- The problem -
Pull out every line of the rows below that contains the word "headboard", copying each one in full.

[Coordinate annotation rows]
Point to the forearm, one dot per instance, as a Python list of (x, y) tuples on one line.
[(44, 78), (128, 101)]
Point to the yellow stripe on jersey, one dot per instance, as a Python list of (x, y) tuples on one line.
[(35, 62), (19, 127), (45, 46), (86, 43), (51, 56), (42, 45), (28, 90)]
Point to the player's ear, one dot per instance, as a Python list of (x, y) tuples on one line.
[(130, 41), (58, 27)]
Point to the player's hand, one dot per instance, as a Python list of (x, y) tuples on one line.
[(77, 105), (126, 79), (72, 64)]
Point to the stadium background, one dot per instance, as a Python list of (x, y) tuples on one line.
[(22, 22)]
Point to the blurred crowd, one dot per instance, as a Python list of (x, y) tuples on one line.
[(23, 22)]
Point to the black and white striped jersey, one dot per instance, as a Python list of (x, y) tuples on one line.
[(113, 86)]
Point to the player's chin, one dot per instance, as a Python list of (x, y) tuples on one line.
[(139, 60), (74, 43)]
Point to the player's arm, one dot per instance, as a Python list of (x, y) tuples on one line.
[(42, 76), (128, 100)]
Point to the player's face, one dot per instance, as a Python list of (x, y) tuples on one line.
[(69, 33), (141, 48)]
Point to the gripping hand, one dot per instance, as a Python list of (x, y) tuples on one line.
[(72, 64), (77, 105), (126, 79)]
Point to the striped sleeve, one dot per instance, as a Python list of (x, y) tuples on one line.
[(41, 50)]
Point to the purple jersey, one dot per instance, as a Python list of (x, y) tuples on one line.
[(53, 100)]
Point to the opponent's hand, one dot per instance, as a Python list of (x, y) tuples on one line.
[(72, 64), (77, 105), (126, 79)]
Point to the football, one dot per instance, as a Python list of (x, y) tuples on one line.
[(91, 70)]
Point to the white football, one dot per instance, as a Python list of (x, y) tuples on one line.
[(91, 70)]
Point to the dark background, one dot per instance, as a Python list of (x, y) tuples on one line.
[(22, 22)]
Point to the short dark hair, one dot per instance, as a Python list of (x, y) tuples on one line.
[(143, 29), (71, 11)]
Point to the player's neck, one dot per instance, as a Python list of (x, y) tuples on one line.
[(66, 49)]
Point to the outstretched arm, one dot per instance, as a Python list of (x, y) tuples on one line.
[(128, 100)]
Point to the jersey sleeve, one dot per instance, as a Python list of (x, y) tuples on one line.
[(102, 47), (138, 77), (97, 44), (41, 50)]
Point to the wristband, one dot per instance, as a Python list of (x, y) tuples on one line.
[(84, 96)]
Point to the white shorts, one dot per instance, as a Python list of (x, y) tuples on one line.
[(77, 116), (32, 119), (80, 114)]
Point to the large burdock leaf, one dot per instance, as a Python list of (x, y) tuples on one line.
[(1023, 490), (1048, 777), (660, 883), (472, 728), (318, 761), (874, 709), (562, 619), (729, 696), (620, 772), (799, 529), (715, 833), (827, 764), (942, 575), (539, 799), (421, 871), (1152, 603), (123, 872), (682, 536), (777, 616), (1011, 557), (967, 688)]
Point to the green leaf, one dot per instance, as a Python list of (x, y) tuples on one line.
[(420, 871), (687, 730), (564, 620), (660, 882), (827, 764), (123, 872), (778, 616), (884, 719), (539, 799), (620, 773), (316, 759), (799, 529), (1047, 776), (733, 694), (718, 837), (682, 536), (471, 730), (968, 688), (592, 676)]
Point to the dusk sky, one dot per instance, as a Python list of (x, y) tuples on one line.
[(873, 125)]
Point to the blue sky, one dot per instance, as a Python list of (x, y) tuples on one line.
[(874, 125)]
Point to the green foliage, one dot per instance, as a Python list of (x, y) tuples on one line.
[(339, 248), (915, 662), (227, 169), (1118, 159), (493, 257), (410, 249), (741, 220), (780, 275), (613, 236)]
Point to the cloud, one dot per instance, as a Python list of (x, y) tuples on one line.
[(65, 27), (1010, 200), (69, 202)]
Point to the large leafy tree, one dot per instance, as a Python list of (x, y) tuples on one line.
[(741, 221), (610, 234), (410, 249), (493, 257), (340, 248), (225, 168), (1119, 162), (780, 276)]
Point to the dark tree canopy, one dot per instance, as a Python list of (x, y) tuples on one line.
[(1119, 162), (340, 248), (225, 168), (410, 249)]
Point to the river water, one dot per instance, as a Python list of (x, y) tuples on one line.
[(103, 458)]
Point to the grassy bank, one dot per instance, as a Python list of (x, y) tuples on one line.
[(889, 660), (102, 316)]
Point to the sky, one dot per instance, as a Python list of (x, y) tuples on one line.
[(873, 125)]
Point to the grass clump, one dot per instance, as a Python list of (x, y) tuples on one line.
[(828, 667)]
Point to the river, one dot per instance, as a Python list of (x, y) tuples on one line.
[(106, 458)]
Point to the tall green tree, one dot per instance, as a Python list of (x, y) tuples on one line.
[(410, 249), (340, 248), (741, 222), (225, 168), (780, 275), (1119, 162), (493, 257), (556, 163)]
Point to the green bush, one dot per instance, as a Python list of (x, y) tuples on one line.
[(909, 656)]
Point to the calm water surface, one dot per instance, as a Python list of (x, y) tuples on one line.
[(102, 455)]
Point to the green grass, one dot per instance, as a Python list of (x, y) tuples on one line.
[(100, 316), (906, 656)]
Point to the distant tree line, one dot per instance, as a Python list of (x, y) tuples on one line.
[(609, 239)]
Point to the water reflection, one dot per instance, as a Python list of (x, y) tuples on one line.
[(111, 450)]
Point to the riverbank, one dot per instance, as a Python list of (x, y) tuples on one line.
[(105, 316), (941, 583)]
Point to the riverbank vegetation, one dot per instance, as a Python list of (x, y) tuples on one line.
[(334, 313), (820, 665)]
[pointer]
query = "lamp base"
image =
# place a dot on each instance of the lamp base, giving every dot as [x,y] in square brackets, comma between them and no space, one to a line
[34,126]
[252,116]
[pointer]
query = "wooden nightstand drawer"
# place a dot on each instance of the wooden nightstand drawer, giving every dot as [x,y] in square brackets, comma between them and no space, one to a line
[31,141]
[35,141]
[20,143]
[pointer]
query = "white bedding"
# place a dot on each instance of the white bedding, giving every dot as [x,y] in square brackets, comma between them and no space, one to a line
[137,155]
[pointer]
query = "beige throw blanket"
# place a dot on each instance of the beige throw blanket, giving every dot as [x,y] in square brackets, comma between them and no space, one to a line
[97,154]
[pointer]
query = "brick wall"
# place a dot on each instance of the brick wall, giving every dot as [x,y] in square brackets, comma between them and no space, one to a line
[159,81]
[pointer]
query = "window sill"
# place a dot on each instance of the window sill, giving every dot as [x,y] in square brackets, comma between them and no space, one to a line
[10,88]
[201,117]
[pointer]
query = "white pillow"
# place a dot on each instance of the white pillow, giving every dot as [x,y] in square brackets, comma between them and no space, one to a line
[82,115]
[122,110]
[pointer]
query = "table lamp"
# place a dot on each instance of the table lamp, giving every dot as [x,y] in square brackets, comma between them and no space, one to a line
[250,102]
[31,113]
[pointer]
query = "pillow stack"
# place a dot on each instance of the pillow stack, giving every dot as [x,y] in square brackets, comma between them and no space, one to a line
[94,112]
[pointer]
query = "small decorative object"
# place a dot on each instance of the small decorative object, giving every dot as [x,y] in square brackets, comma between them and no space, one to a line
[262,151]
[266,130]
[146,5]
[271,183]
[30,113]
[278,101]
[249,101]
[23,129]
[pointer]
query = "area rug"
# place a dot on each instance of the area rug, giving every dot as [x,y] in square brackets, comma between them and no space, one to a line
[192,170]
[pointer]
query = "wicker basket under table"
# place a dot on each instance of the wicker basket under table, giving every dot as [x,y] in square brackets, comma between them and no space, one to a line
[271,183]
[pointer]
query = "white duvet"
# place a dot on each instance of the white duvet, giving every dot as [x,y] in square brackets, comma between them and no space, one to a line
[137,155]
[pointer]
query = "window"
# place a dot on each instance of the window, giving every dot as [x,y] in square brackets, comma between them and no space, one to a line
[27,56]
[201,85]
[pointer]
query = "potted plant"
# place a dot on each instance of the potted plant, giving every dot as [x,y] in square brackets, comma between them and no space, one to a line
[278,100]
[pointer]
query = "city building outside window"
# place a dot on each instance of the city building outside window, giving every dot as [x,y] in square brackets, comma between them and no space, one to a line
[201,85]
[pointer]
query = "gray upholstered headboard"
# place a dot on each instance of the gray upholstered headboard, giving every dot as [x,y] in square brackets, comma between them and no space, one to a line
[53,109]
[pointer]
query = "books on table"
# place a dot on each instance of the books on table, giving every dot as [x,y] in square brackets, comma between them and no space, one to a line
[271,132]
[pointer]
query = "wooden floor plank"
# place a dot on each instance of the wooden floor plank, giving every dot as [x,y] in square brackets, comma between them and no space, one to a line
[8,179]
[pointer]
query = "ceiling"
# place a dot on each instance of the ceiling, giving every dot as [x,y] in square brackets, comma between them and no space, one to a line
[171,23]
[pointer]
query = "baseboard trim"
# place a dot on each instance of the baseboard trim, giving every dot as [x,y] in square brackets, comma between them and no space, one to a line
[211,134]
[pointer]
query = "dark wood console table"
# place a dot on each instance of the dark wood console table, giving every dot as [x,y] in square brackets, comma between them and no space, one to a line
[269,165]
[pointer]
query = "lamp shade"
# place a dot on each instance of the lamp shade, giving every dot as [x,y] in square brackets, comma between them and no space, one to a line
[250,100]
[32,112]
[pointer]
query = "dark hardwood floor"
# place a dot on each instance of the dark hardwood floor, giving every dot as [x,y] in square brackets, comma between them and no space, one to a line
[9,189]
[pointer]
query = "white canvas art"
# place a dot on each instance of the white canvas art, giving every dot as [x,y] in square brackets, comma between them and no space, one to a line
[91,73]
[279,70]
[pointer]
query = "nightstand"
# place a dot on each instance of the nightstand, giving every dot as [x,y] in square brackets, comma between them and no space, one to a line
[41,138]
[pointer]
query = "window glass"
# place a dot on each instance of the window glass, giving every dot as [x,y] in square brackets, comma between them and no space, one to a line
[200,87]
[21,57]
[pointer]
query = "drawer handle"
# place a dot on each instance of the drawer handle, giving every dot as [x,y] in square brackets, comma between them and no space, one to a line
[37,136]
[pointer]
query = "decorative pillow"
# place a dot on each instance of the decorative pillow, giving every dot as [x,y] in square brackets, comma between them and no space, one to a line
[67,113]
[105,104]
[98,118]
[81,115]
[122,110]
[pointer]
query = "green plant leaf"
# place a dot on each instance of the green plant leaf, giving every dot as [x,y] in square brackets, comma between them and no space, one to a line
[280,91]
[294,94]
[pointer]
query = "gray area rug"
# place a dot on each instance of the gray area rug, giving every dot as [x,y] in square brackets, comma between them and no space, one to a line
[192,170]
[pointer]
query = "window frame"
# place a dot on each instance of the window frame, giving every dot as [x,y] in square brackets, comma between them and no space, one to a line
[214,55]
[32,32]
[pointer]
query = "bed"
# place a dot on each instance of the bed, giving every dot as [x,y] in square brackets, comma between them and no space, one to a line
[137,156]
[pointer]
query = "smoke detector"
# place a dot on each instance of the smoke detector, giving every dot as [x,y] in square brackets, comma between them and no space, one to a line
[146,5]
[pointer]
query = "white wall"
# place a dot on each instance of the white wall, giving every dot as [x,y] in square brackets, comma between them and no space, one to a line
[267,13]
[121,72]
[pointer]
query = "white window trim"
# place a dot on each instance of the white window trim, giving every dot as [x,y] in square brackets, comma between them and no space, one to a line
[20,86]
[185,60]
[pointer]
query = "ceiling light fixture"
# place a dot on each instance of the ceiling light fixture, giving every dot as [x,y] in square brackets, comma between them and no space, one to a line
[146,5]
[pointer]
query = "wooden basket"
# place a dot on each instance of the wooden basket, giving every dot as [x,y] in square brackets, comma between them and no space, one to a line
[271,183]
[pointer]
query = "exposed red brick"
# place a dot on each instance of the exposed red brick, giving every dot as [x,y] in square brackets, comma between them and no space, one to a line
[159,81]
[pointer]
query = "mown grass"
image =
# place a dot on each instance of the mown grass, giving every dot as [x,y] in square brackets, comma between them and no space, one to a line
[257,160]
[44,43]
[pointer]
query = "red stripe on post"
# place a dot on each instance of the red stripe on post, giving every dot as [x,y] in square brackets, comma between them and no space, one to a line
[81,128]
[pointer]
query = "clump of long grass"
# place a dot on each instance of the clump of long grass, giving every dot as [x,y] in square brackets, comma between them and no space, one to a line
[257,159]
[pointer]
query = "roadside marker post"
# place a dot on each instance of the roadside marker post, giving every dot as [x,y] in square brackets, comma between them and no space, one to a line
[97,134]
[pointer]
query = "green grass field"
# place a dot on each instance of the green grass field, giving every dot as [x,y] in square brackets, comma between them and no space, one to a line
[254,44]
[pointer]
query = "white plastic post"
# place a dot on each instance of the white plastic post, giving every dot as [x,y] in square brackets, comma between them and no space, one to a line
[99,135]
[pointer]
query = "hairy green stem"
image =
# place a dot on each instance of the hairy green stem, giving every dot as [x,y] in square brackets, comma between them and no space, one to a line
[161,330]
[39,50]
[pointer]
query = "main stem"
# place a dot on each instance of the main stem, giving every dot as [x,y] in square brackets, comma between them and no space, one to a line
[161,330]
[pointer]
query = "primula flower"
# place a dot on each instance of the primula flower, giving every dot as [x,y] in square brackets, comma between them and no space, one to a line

- Output for this exercise -
query = "gray upholstered headboard"
# place a dot on each instance of the gray upholstered headboard, giving every dot as [x,y] in square brackets, comma between them and no space, one to a line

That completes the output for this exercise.